Article:

Contrairement à ce qu’imagine George Orwell* la novlangue managériale n’est pas créée délibérément par une instance supérieure, Big Brother** et son administration. C’est, en réalité, un processus plus diffus, souterrain et insidieux, qui se met en place, tout d’abord, dans le discours des managers et consultants, au sein des entreprises, avec le discours du développement de soi.
Le terme « novlangue » désigne une forme de langage construit et totalement artificiel, qui vide certains mots et concepts de leur sens pour empêcher les personnes de raisonner librement. Cette nouvelle façon de s’exprimer, avec ses codes et ses pratiques, peut s’avérer nocive, notamment quand elle est utilisée pour gérer des situations complexes.
La novlangue : ses caractéristiques
Un lexique propre à l’entreprise est créé, lexique qui permet de fabriquer une culture, un esprit d’entreprise commun.
La novlangue est aussi beaucoup utilisée pour atténuer le sens d’une mauvaise nouvelle. Par exemple, si vous réalisez que le projet ne se déroule pas comme prévu et que les effectifs de l’équipe vont devoir être réduits, vous annoncez à vos collaborateurs : «Nous allons devoir nous réaligner et recadrer un peu les acteurs. Il va aussi falloir latéraliser quelques-unes de nos compétences.» «Latéraliser» signifiant ici «mettre de côté» ou «mettre entre parenthèses», c’est-à-dire, de manière très claire, supprimer.
Les acronymes, anglicismes et abréviations diverses forment un jargon d’initié qui crée un effet d’appartenance. A l’inverse ce jargon met les non-initiés en situation de vulnérabilité.

Tâche donnée A:
Recopiez à l'identique l'article sur la novlangue managériale, depuis « La novlangue : ses » jusqu'à « très claire, supprimer. ».
L'article et les lignes proviennent de sources différentes.

Données brutes:

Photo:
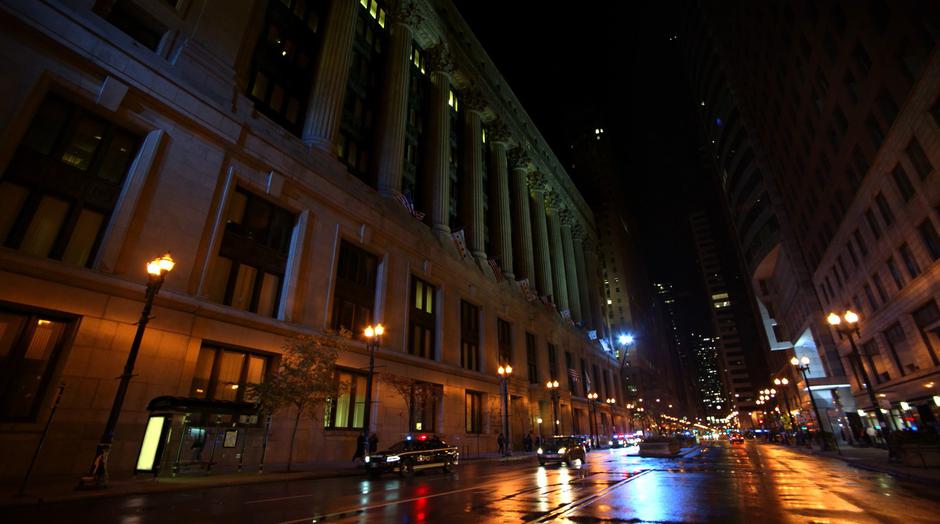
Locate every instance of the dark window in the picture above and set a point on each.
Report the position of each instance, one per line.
(905, 189)
(363, 90)
(913, 268)
(895, 273)
(31, 344)
(354, 293)
(133, 21)
(873, 223)
(249, 272)
(918, 158)
(504, 341)
(929, 237)
(224, 373)
(474, 411)
(58, 193)
(284, 60)
(886, 214)
(422, 319)
(469, 336)
(532, 358)
(347, 410)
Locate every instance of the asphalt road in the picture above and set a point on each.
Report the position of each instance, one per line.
(749, 483)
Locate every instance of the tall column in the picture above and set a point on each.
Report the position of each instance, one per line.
(583, 283)
(543, 264)
(438, 131)
(499, 204)
(571, 271)
(559, 275)
(325, 105)
(471, 194)
(594, 295)
(390, 147)
(521, 217)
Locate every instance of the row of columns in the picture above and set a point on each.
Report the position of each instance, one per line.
(534, 237)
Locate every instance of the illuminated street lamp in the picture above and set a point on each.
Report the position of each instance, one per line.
(505, 372)
(553, 392)
(157, 270)
(847, 326)
(373, 336)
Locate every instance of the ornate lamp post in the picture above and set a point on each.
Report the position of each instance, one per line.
(504, 373)
(847, 326)
(373, 336)
(553, 392)
(98, 473)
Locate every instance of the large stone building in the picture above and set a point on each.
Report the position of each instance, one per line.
(825, 116)
(310, 165)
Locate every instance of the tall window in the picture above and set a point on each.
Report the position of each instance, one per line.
(354, 294)
(347, 409)
(224, 373)
(504, 341)
(469, 336)
(30, 346)
(422, 318)
(249, 271)
(60, 188)
(531, 358)
(474, 411)
(283, 64)
(913, 268)
(363, 90)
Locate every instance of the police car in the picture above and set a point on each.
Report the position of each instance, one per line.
(415, 453)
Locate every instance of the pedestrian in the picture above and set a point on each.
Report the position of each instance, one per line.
(360, 447)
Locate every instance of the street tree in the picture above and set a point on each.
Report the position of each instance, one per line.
(305, 379)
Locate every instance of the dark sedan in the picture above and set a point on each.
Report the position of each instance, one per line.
(564, 450)
(414, 454)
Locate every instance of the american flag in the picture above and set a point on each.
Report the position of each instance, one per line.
(461, 242)
(405, 201)
(496, 270)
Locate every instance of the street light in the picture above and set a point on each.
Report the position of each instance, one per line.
(847, 330)
(504, 373)
(373, 340)
(553, 392)
(98, 473)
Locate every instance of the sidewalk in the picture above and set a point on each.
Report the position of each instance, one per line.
(62, 490)
(875, 459)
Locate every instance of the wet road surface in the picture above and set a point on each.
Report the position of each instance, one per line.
(749, 483)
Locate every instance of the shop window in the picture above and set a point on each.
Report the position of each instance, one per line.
(249, 271)
(474, 412)
(31, 344)
(469, 336)
(354, 292)
(58, 193)
(224, 373)
(284, 60)
(347, 409)
(422, 318)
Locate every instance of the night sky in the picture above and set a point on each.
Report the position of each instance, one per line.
(611, 66)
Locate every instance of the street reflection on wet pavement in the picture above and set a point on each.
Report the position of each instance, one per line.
(714, 483)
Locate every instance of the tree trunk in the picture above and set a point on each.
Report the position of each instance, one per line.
(293, 433)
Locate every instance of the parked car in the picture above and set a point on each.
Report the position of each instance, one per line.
(413, 454)
(564, 450)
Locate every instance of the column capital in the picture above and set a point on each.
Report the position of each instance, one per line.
(440, 59)
(405, 12)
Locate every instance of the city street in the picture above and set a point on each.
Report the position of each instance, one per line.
(719, 483)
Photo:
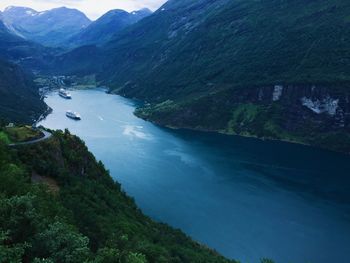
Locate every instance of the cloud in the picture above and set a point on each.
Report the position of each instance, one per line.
(92, 8)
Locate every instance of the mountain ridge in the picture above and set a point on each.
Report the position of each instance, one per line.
(49, 27)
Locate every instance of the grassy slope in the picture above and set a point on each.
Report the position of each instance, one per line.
(197, 52)
(91, 215)
(19, 98)
(189, 57)
(200, 46)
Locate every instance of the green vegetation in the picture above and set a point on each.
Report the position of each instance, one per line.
(87, 219)
(19, 97)
(4, 137)
(22, 134)
(199, 63)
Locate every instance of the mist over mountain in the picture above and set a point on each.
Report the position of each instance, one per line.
(48, 28)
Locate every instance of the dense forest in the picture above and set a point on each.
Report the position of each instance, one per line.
(58, 204)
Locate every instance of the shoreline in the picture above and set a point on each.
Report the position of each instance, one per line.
(171, 127)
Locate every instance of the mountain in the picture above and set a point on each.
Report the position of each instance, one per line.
(20, 51)
(102, 30)
(58, 204)
(19, 97)
(269, 69)
(49, 28)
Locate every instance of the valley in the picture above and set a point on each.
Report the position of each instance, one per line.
(209, 131)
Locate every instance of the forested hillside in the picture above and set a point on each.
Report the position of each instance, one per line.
(19, 97)
(103, 29)
(271, 69)
(50, 28)
(58, 204)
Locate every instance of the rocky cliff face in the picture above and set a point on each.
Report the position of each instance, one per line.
(312, 114)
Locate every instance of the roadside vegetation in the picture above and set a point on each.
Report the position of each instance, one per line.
(58, 204)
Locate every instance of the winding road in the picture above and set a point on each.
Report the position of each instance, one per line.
(47, 135)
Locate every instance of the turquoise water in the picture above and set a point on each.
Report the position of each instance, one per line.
(244, 197)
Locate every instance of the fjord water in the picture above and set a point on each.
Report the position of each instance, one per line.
(246, 198)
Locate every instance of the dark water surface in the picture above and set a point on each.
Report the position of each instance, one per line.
(244, 197)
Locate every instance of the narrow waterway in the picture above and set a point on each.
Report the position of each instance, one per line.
(246, 198)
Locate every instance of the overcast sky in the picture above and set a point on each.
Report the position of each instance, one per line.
(92, 8)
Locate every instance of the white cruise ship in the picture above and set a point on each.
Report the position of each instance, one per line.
(73, 115)
(64, 94)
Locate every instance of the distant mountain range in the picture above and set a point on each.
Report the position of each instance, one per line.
(65, 27)
(49, 28)
(269, 69)
(103, 29)
(253, 68)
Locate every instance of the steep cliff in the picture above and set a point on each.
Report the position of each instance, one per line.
(310, 114)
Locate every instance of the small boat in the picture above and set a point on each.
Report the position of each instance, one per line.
(64, 94)
(73, 115)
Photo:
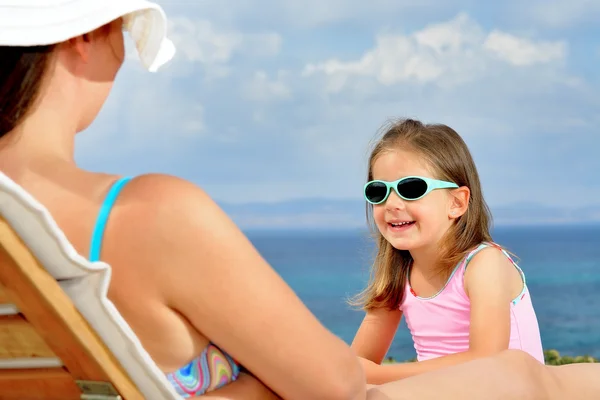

Tâche donnée B:
Relevez toutes les lignes qui contiennent la chaîne « dark », en respectant la casse.

Réponse complète A:
La novlangue : ses caractéristiques
Un lexique propre à l’entreprise est créé, lexique qui permet de fabriquer une culture, un esprit d’entreprise commun.
La novlangue est aussi beaucoup utilisée pour atténuer le sens d’une mauvaise nouvelle. Par exemple, si vous réalisez que le projet ne se déroule pas comme prévu et que les effectifs de l’équipe vont devoir être réduits, vous annoncez à vos collaborateurs : «Nous allons devoir nous réaligner et recadrer un peu les acteurs. Il va aussi falloir latéraliser quelques-unes de nos compétences.» «Latéraliser» signifiant ici «mettre de côté» ou «mettre entre parenthèses», c’est-à-dire, de manière très claire, supprimer.

Réponse complète B:
Locate every instance of the dark window in the picture above and set a point on each.
Locate every instance of the dark sedan in the picture above and set a point on each.
Locate every instance of the dark water surface in the picture above and set a point on each.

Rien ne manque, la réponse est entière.